• [Task brief]:
Would you set down every entry shown below, precisely as written?

• [Records to process]:
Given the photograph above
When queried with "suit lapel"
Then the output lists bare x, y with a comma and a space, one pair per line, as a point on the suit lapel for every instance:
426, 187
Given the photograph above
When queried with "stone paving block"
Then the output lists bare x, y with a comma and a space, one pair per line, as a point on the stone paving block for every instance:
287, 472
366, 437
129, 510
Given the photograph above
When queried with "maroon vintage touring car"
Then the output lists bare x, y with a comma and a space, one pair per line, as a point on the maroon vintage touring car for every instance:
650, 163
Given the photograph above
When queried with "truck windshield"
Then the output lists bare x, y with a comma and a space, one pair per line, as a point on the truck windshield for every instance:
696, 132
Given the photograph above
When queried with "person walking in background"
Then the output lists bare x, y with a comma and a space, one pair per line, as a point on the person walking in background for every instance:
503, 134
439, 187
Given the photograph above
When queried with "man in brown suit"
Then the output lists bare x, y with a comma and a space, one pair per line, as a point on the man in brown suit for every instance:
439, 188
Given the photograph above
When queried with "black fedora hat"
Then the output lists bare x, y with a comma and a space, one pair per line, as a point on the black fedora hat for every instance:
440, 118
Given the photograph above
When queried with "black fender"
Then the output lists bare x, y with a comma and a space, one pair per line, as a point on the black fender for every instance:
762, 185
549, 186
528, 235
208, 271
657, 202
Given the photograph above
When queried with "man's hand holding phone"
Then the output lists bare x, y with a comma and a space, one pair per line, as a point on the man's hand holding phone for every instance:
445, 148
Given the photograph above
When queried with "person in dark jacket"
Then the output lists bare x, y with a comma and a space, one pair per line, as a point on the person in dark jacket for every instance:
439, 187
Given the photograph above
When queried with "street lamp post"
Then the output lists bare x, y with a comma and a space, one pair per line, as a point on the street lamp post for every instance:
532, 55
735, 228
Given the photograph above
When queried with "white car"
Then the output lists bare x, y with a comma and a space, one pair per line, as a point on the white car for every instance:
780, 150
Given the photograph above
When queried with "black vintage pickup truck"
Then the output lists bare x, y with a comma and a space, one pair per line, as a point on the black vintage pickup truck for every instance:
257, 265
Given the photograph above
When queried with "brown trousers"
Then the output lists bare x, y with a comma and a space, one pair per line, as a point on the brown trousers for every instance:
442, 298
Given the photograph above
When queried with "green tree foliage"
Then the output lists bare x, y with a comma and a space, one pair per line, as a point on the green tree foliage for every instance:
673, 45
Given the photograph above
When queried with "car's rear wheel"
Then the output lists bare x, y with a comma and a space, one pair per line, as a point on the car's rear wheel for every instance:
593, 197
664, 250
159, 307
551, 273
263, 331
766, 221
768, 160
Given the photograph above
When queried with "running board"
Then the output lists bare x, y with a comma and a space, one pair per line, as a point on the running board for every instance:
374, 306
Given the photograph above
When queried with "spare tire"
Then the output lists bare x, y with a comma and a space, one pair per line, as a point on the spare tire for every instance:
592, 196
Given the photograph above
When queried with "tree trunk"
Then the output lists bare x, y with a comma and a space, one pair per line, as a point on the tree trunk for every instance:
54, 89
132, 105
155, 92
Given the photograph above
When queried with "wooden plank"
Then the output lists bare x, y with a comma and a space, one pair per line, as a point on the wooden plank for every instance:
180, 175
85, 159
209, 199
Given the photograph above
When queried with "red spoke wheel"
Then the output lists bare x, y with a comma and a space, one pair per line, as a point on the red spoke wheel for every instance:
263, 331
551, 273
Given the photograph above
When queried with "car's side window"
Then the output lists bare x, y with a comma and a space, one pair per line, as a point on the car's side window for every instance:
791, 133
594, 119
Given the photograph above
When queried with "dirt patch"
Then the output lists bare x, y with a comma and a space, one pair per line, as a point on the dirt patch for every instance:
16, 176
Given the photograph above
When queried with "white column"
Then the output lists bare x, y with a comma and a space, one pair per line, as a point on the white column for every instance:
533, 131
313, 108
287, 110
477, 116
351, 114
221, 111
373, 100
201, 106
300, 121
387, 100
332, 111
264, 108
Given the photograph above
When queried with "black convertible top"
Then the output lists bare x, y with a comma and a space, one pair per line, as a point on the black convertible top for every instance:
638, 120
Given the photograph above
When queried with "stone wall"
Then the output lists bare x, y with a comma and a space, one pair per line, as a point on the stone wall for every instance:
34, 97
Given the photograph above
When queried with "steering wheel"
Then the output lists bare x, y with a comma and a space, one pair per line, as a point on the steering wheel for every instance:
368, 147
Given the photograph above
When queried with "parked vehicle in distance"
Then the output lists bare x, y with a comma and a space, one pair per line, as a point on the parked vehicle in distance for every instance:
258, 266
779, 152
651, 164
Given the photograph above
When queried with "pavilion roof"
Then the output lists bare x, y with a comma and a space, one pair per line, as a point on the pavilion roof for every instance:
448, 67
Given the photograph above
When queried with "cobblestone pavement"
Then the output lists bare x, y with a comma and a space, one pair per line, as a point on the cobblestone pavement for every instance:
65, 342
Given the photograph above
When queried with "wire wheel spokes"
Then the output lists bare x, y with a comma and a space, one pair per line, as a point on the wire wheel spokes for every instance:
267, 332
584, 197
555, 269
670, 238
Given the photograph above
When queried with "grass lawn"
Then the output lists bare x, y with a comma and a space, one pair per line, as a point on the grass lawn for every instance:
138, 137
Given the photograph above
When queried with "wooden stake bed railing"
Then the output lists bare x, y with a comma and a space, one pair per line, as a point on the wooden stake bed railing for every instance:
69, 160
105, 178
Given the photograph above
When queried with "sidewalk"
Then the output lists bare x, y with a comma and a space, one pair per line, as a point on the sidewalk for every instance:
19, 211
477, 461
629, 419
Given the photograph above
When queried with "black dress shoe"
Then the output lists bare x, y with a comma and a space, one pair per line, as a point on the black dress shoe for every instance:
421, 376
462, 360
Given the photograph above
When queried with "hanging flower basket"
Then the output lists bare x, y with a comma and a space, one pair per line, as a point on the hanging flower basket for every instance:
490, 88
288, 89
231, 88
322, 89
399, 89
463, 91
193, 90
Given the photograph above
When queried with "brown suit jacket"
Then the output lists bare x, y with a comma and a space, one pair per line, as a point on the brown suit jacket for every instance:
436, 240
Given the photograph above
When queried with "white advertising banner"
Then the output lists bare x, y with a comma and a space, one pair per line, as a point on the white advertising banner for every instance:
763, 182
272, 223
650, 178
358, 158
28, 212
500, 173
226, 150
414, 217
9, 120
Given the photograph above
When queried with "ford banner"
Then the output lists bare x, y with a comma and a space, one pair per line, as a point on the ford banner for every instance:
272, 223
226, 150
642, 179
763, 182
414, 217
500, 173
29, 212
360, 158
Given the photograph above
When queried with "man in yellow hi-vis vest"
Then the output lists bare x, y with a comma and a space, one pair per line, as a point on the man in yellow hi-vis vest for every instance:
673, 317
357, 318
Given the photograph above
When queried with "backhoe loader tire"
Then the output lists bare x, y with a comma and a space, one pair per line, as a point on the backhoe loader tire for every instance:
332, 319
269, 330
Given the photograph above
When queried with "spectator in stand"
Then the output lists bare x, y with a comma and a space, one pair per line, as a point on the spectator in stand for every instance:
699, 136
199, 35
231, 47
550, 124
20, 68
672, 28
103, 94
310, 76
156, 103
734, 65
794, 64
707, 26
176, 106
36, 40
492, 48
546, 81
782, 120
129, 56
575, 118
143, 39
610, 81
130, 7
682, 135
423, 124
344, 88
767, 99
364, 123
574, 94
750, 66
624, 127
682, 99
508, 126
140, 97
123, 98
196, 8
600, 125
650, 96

• [Task output]:
Given the photograph above
When queried with "suit lapel"
Then the output lists bare x, y with a comma and a space, one pair per line, as a point on the suit lapel for every instance:
426, 187
Given the photograph above
When queried with "stone paving block"
Then the output lists bare x, y with a comma and a space, one pair per line, as a point on the stone paving block for every instance:
287, 472
366, 437
129, 510
Given the photograph above
When queried with "maroon vintage touring car"
Then the output lists bare x, y with a comma and a space, one pair per line, as a point on the maroon vintage touring car for every instance:
650, 163
Given the photograph above
When queried with "truck windshield"
Then the output lists bare x, y with a comma and a space, one pair per line, as a point on the truck windshield for every instance:
696, 132
Given the photograph above
When queried with "person walking in background"
Then the output lists bare x, y with a comma and a space, one pair per line, as a point on the person walking in background for every instance:
503, 134
439, 187
Given the photograph above
When queried with "man in brown suit"
Then the output lists bare x, y with a comma and a space, one pair per line, as a point on the man in brown suit for every instance:
439, 188
Given the photograph above
When queried with "black fedora hat"
Then the output lists bare x, y with a comma and a space, one pair per line, as a point on the black fedora hat for every instance:
440, 118
Given the photograph above
When queried with "black fender"
Then the output lists bare x, y with a comma and a space, one pair per line, as a point on the black fender for every instance:
762, 185
549, 186
528, 235
208, 271
657, 202
Given the photograph above
When queried with "man's hand holding phone"
Then the output lists bare x, y with a comma and a space, one pair per line, as a point on the man's hand holding phone for every instance:
445, 148
Given the photograph above
When queried with "person in dark jacket"
Then the output lists bare x, y with a comma and a space, one pair per line, as a point on the person in dark jacket for every instance:
439, 187
Given the photograph above
When queried with "street lamp post"
Then the output lists bare x, y with a comma and a space, one pair per line, as a point on the street lamp post for every instance:
532, 55
735, 228
Given the photograph above
When queried with "white car"
Then the output lists bare x, y with a comma and a space, one pair per line, as a point on the white car for every instance:
780, 150
Given the photograph above
When queried with "black vintage pickup truck"
Then the output lists bare x, y with a comma and a space, one pair per line, as a point on the black vintage pickup truck for every instance:
257, 265
Given the photograph above
When queried with "brown trousers"
Then the output lists bare x, y with a comma and a space, one pair per line, as a point on the brown trousers for every instance:
442, 298
Given the photograph above
When queried with "green tree foliage"
Then the output lists bare x, y with a comma and a space, one pair per line, as a point on the green tree foliage for every instance:
673, 45
Given the photograph above
When queried with "car's rear wheel"
Then the output lists bare x, y with a comma and a space, one pair per line, as a point on the car's rear wheel for every instance:
593, 197
664, 250
159, 307
551, 273
263, 331
766, 221
768, 160
Given the photograph above
When queried with "running board"
Then the output lists bare x, y with a comma and a space, one pair per line, as a point on the running board for every instance:
374, 306
Given the photograph above
When queried with "spare tire"
Then the output lists bare x, y with a comma and a space, one pair per line, as a point on the spare tire for every instance:
592, 196
Given the photograph above
When queried with "tree trunk"
Then the output lists bare x, y with a comma and a space, one pair per line, as a point on the tree trunk for every instance:
54, 89
132, 105
155, 92
Given the photograph above
When queried with "wooden plank"
Then the output lists bare x, y with a comma and a space, one pair per line, as a point on the wooden plank for every instance:
180, 175
85, 159
209, 199
Given the photograph above
When queried with "red spoke wheel"
Then the output lists bare x, y with a comma and a space, one pair per line, as a point on the red spoke wheel for every instance:
263, 331
551, 273
Given the photograph above
When queried with "car's side window"
Then the output lists bare x, y with a comma and a space, one pair per line, as a point on the car's side window for every instance:
791, 133
594, 119
Given the photograph above
When queried with "dirt patch"
Then the output lists bare x, y with a comma and a space, one pair per line, as a point on the dirt patch for every instance:
16, 176
Given the photograph above
When queried with "white column"
Then the output lists bare x, y with a comma and a space, one pair per line, as a point on the white column for every instance:
533, 131
313, 108
287, 110
477, 116
351, 114
221, 111
373, 100
201, 106
300, 121
387, 100
332, 111
264, 108
Given the photograph above
When queried with "black convertible top"
Then the output lists bare x, y with a comma and a space, one pair per line, as a point on the black convertible top for every instance:
638, 120
Given the photograph above
When queried with "stone wall"
Then the output lists bare x, y with a comma and a space, one pair per line, as a point on the stone wall for every instance:
34, 97
Given the photograph above
When queried with "steering wheel"
Then the output lists bare x, y with a comma and a space, one pair per line, as a point on the steering wheel for every instance:
368, 147
Given the photograph above
When queried with "parked vehicle in distance"
Then the output lists bare x, y with a comma and a space, one pair per line, as a point on the parked vehicle in distance for every instance:
258, 266
779, 152
651, 164
Given the photograph above
When queried with "pavilion roof"
Then the output lists bare x, y with a comma and a space, one pair per line, as a point on the pavilion roof for every instance:
448, 67
Given the photograph above
When queried with "cobblestone pavement"
Then the output lists bare x, y with a comma and a space, one pair per line, as a point on the cobblestone pavement for every instance:
65, 342
Given the photograph above
When queried with "wire wheel spokes"
Then the output lists bare x, y with a comma and a space, one pair per line, as a point on the wire wheel spokes for every instance:
267, 332
584, 197
555, 269
670, 238
Given the photograph above
When queried with "grass lawn"
Then the output lists bare x, y with a comma and a space, one pair per line, as a point on the grass lawn for every instance:
138, 137
Given the photograph above
When queried with "wooden stake bed railing"
Then the output lists bare x, y with a comma and a space, one pair per line, as a point on the wooden stake bed railing for every instance:
69, 160
105, 178
Given the photograph above
When queried with "sidewalk"
Then the output lists bare x, y with a comma and a space, one pair per line, as a point on the sidewalk for every instance:
19, 211
477, 461
629, 419
Given the photograph above
When queried with "black dress shoe"
Then the output lists bare x, y with a comma and a space, one pair per line, as a point on the black dress shoe for every instance:
421, 376
462, 360
Given the photograph above
When queried with "hanging flower basket"
Then the output lists bare x, y with a comma and a space, one pair per line, as a point on the hanging flower basket for every instance:
490, 88
288, 89
231, 88
322, 89
399, 89
463, 91
193, 90
Given the photograph above
When queried with "brown suit jacket"
Then the output lists bare x, y with a comma and a space, one pair per line, as a point on the brown suit jacket for every instance:
436, 240
Given the photograph above
When queried with "white advertising banner"
Then the output lists bare x, y with a comma and a space, one pair per line, as a point on the white advertising banner for every instance:
763, 182
272, 223
650, 178
358, 158
28, 212
500, 173
226, 150
414, 217
9, 120
Given the photograph above
When queried with "ford banner"
Then the output lists bare x, y with a comma and a space, one pair per line, as a point on the ford banner for every instance:
272, 223
226, 150
642, 179
763, 182
414, 217
500, 173
29, 212
360, 158
Given the photograph above
When queried with "man in yellow hi-vis vest"
Then the output lists bare x, y with a comma and a space, one pair per line, as a point on the man in yellow hi-vis vest for every instance:
673, 317
357, 318
Given the photograph above
When queried with "backhoe loader tire"
Then the output lists bare x, y with a comma and a space, one pair per line, as a point on the backhoe loader tire for every instance:
332, 319
269, 330
Given the photograph above
When queried with "spectator in stand"
Then the output lists bare x, y with a comma and a space, one pair per line, as a point on the spectator in stand for every instance:
699, 136
199, 35
231, 47
550, 124
20, 68
672, 28
103, 94
310, 76
156, 103
734, 65
794, 64
707, 26
176, 106
36, 40
492, 48
546, 81
782, 120
129, 56
575, 118
143, 39
610, 81
130, 7
682, 135
423, 124
344, 88
767, 99
364, 123
574, 94
750, 66
624, 127
682, 99
508, 126
140, 97
123, 98
196, 8
600, 125
650, 96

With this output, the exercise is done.